### GIVEN INSTRUCTION:
Copy the following records word for word, but omit the pictures from your copy.

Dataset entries

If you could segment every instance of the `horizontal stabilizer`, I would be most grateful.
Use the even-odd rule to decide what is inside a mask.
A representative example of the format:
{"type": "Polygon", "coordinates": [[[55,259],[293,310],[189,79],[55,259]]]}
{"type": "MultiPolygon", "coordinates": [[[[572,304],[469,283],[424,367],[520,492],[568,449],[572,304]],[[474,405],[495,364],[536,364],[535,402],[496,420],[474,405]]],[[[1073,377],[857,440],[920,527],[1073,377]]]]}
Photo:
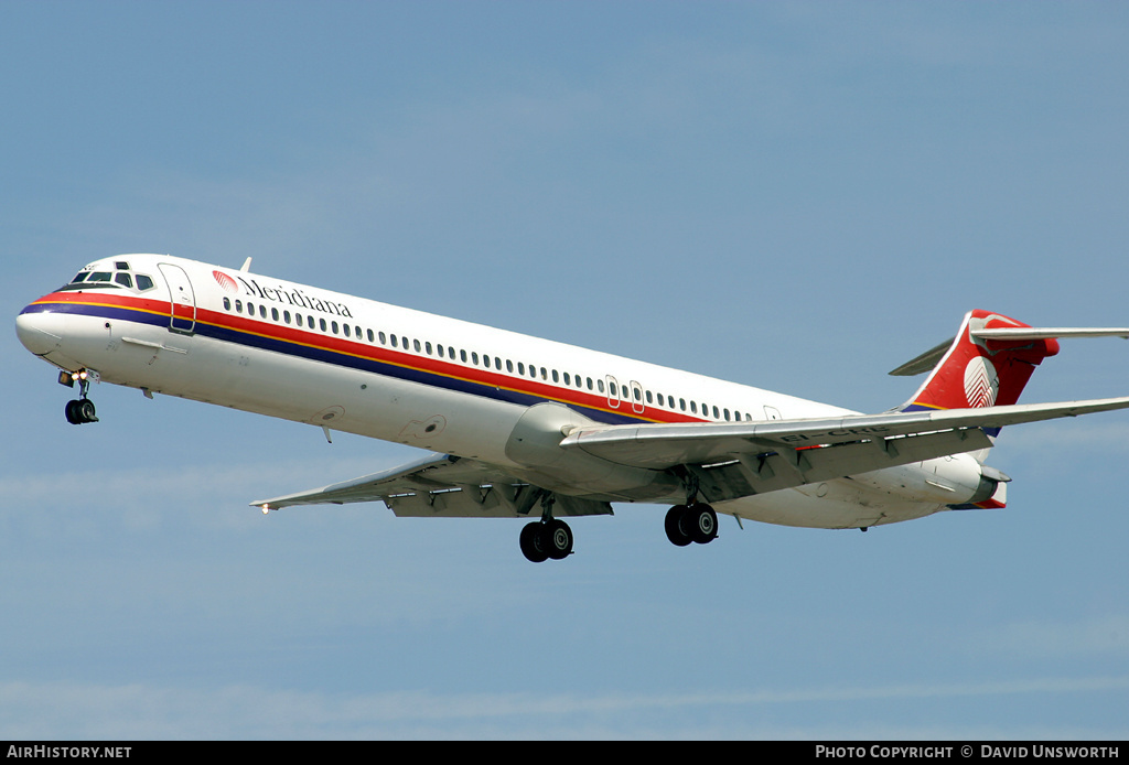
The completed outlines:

### OUTPUT FOR THIS EXERCISE:
If you could segment every instance of the `horizontal stabilizer`, I would be most grateful.
Use the even-odd rule to decide what is inside a mask.
A representative example of the format:
{"type": "Polygon", "coordinates": [[[55,259],[293,310],[189,79],[55,259]]]}
{"type": "MultiPolygon", "coordinates": [[[[572,304],[469,283],[424,367],[520,492],[568,449],[572,304]],[[474,405],[495,364],[536,364],[535,402],[496,420],[474,405]]],[[[1073,377],[857,440],[920,527],[1073,377]]]]}
Photo:
The completed outlines:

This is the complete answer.